— start —
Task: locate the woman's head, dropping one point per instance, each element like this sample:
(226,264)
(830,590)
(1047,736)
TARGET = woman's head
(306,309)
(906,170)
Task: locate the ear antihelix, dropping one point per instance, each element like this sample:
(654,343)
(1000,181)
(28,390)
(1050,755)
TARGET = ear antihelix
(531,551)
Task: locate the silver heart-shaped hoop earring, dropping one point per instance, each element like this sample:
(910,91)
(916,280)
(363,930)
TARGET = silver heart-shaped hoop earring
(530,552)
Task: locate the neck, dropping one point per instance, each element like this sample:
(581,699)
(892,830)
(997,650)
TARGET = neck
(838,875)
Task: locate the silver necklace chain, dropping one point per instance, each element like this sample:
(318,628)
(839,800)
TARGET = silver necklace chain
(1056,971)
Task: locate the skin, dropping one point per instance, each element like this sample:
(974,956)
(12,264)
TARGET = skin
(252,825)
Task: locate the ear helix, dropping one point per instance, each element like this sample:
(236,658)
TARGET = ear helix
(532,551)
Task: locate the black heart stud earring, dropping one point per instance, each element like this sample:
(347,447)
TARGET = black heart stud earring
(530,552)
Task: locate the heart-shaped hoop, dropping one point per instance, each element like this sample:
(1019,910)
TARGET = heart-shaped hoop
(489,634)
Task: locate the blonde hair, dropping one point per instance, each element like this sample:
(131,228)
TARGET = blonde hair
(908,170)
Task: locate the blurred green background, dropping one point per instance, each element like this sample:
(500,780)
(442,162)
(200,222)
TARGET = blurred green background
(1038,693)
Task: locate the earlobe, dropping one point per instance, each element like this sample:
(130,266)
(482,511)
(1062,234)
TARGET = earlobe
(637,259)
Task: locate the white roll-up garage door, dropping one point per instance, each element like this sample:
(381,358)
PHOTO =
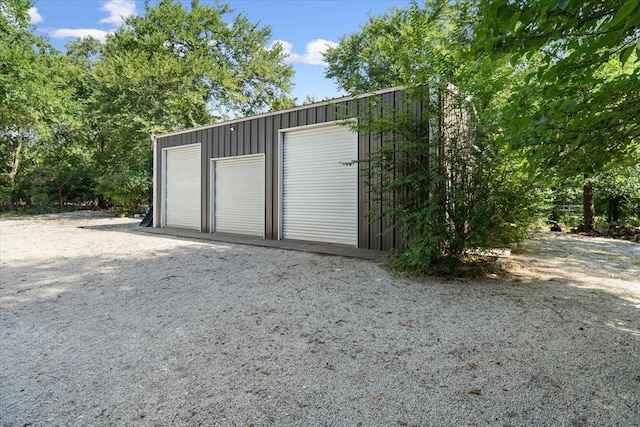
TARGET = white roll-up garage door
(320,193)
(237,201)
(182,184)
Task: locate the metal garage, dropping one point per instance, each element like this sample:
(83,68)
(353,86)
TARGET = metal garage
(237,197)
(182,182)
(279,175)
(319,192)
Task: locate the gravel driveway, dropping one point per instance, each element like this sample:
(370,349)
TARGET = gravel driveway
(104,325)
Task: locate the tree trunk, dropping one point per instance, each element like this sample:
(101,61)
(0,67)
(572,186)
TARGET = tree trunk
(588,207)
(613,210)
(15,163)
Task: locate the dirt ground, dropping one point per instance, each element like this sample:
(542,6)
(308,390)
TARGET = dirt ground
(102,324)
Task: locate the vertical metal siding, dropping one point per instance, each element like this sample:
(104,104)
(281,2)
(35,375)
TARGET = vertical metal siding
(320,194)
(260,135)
— end —
— start —
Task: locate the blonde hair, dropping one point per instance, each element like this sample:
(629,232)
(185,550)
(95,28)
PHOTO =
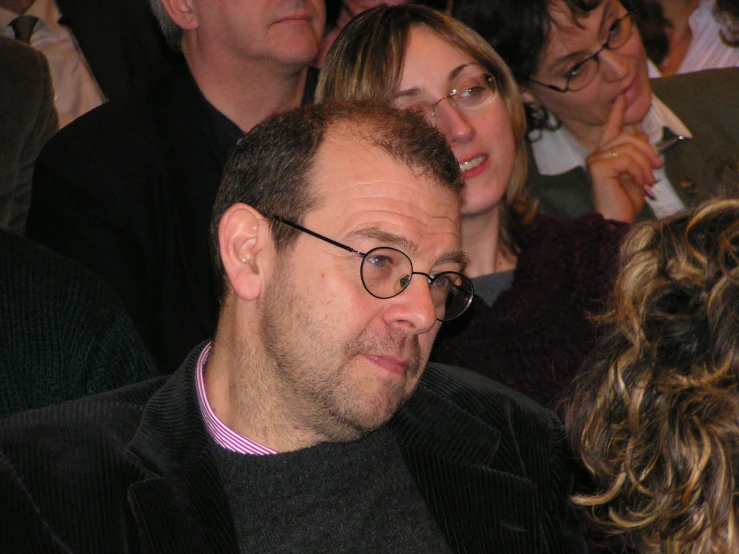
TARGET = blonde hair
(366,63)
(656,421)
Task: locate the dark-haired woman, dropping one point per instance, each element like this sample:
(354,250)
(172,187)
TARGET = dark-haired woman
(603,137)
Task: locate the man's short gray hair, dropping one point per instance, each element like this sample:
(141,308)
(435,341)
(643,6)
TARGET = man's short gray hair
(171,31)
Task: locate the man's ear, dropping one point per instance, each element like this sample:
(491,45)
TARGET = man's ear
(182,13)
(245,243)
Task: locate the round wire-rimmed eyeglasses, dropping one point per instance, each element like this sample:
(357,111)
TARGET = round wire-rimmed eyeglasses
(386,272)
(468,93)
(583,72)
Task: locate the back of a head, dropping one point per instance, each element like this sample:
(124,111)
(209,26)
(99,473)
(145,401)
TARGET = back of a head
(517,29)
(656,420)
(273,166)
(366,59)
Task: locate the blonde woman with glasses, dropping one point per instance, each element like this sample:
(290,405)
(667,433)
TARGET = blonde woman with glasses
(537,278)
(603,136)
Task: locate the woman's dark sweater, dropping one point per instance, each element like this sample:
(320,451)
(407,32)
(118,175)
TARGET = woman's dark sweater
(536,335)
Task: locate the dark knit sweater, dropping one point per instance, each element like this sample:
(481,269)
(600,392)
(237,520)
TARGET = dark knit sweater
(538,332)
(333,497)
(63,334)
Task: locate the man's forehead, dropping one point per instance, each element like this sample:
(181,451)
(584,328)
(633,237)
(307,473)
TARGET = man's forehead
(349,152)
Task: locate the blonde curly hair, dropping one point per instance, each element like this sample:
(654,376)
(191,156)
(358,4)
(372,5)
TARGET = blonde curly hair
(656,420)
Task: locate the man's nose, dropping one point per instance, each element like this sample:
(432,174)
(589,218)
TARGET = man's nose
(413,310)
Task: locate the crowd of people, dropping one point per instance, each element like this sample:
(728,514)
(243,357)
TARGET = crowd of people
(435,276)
— end —
Find and copy every line of the data above that contains the word "gravel", treating uppercase and lowercase letters as distinct.

Solution for this exercise =
Task: locate the gravel driveway, dropping one point per instance, each element like this sample:
TARGET = gravel driveway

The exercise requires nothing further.